> ASSIGNMENT:
The lines to repeat are those below from the one containing "Rules. Find each instance of the blue" down to the one containing "point(630, 44)", both included; reproduce them exactly and nothing else.

> Dataset entries:

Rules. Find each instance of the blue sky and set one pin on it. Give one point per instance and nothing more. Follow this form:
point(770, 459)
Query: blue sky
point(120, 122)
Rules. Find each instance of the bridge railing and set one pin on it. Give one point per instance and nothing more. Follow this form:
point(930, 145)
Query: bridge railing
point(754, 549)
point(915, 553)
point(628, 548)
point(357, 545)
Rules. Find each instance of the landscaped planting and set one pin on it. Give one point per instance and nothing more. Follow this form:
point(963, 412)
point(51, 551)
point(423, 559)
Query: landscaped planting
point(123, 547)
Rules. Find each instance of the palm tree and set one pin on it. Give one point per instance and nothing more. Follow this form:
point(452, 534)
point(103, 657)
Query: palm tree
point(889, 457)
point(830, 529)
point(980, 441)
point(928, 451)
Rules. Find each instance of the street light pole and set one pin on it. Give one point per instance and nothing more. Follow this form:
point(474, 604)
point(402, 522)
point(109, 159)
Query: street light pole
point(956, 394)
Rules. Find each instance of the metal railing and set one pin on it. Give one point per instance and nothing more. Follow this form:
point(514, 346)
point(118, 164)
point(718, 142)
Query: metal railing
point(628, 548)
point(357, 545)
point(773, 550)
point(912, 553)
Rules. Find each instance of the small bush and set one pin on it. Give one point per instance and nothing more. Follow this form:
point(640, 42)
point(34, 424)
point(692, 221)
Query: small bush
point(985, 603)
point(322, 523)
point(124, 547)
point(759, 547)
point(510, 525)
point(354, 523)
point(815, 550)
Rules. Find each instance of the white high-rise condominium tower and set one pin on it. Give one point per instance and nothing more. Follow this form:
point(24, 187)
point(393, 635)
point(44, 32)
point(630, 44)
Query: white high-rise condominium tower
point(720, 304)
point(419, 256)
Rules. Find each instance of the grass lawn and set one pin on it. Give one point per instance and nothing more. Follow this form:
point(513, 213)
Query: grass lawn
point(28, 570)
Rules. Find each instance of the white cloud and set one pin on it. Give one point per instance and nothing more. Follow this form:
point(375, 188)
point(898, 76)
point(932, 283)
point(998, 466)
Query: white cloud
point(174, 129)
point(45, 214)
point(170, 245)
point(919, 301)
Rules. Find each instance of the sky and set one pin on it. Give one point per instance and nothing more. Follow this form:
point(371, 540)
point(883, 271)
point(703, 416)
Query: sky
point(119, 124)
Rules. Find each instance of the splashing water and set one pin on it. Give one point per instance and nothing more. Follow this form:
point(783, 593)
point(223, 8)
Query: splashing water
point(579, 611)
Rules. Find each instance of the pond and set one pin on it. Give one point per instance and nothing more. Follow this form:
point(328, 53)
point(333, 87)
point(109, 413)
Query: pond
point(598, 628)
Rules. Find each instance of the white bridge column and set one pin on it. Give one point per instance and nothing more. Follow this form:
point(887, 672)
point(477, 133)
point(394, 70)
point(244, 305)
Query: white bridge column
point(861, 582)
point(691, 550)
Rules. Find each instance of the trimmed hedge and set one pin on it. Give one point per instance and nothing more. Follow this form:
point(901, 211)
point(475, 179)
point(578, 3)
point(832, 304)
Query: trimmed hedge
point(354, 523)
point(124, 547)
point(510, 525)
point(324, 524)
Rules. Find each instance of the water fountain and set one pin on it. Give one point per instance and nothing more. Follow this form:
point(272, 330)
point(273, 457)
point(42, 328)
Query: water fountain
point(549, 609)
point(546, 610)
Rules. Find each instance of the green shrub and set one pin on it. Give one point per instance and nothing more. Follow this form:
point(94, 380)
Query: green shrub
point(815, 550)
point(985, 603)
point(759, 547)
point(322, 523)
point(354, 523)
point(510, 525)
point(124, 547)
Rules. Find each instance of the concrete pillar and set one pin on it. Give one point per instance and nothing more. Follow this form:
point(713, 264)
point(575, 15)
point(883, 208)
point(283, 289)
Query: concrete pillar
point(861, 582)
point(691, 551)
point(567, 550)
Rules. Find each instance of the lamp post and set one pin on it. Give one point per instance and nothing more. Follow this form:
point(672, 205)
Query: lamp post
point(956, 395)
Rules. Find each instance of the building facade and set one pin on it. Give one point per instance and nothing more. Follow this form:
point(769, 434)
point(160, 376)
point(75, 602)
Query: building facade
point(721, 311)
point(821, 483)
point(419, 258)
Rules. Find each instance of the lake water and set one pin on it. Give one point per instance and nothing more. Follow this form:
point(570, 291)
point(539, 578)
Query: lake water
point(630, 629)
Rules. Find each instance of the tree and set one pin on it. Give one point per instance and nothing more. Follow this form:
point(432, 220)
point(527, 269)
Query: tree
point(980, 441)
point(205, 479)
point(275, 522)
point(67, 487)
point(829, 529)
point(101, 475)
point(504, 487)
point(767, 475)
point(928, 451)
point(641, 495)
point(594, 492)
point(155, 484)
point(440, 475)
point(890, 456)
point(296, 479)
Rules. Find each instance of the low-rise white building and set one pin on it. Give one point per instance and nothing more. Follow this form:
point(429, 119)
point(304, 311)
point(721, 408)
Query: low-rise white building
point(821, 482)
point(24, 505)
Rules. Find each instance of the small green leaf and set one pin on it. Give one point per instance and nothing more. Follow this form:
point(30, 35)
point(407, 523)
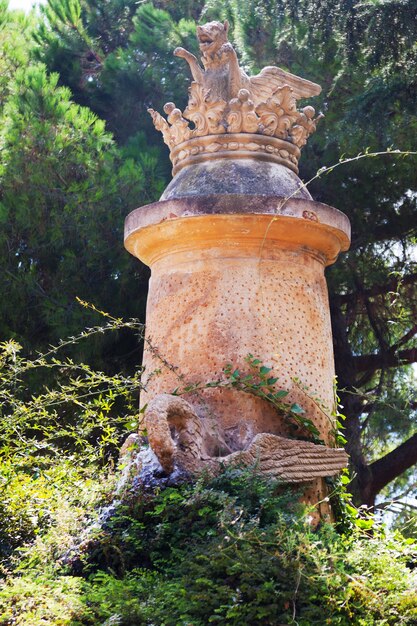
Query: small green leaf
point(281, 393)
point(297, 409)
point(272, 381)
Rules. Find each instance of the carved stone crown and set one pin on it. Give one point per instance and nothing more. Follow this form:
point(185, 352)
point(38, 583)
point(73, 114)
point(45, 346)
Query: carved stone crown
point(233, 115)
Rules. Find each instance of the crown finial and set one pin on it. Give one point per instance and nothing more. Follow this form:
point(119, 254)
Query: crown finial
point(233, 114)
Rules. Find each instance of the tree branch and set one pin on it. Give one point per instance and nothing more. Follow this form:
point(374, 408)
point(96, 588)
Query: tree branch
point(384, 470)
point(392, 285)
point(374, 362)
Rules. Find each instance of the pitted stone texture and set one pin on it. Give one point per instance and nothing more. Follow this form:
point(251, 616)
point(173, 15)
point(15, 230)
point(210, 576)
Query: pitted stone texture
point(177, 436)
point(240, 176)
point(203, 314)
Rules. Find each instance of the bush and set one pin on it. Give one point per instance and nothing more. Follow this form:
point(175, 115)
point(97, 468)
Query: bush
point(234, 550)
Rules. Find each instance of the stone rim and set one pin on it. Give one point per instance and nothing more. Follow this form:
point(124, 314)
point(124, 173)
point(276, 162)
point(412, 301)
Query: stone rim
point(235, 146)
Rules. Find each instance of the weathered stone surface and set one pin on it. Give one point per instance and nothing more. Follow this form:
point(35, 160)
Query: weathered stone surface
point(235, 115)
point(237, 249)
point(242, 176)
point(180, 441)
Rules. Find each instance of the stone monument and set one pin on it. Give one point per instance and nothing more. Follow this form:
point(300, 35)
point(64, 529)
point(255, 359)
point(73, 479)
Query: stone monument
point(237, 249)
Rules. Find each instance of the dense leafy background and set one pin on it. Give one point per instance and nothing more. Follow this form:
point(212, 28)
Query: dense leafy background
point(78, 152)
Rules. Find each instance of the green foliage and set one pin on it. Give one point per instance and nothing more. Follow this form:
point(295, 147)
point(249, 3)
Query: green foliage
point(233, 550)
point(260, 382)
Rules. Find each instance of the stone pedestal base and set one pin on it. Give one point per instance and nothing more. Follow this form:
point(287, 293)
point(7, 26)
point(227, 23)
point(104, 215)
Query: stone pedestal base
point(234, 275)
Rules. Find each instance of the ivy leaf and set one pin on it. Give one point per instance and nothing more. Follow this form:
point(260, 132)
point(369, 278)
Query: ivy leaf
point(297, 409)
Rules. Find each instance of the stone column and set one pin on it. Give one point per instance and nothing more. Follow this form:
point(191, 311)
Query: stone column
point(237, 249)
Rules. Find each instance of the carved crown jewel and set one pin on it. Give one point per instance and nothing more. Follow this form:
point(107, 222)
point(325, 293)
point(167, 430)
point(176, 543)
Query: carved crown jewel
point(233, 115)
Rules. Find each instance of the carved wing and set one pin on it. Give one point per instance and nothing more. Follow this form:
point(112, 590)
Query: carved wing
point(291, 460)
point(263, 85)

---

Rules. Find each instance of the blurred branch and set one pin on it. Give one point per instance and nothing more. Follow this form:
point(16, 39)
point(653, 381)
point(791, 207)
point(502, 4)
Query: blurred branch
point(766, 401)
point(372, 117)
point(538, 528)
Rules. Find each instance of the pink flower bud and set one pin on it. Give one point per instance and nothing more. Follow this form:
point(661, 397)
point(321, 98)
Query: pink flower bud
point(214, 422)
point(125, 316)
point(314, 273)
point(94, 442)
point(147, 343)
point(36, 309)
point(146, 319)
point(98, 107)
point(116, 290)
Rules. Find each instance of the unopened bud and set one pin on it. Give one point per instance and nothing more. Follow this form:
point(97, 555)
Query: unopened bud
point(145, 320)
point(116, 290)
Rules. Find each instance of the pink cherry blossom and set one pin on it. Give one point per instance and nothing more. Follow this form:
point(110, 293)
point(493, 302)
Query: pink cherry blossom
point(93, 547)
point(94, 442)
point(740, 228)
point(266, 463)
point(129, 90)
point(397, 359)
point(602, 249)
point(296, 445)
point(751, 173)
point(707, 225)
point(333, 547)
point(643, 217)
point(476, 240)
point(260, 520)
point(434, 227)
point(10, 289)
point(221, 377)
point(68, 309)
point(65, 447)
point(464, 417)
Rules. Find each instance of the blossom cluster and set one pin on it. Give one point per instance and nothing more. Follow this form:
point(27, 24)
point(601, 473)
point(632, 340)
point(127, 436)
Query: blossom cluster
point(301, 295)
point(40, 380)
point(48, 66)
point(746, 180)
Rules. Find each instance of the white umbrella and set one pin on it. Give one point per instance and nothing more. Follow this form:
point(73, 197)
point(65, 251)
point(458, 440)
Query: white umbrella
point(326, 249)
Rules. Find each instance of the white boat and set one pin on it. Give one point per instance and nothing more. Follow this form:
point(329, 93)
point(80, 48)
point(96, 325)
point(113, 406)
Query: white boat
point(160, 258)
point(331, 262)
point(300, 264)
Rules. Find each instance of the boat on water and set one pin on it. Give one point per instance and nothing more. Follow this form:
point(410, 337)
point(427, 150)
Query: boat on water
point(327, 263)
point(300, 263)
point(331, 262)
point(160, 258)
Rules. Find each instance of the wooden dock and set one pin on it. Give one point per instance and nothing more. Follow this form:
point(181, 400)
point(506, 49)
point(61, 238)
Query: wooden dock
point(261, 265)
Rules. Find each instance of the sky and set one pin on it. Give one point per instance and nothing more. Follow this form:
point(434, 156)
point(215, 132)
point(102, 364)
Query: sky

> REPLY TO THE TASK:
Rules. Find each instance of the blue sky and set one pin on it. Give one point per instance and nothing more. Follow this form:
point(770, 459)
Query: blue sky
point(120, 122)
Rules. Find each instance of the bridge railing and set one pin on it. Give one point per instance and nothing more. Follow this form:
point(930, 145)
Query: bridge railing
point(754, 549)
point(915, 553)
point(628, 548)
point(357, 545)
Rules. Find each instance of the landscaped planting and set one pin on it. Give one point per instance and nothing more. Follow this form:
point(963, 412)
point(51, 551)
point(423, 559)
Query: landscaped planting
point(123, 547)
Rules. Find each instance of the palm tree and set one pin on it. Give one point per instance and nothing more. Follow this form:
point(452, 534)
point(103, 657)
Query: palm tree
point(889, 457)
point(830, 529)
point(980, 441)
point(928, 451)
Rules. Find each instance of the street light pole and set one pin on it. Give one point per instance and nothing more. Follow this form:
point(474, 604)
point(402, 522)
point(109, 159)
Query: street light pole
point(956, 394)
Rules. Find each instance of the metal railing and set one pin on it. Give one point per instance and nothing more. Follow this form:
point(514, 346)
point(118, 164)
point(718, 142)
Query: metal railing
point(628, 548)
point(357, 545)
point(773, 550)
point(912, 553)
Rules. Find each instance of the small bush and set one pin on it. Give one point per instance and nothing more. Follow this form:
point(640, 42)
point(34, 424)
point(692, 221)
Query: small bush
point(985, 603)
point(322, 523)
point(124, 547)
point(759, 547)
point(510, 525)
point(354, 523)
point(815, 550)
Rules. Find each instance of the white high-rise condominium tower and set one pin on it. Give one point per instance and nothing more. Follow this form:
point(24, 187)
point(393, 635)
point(44, 32)
point(630, 44)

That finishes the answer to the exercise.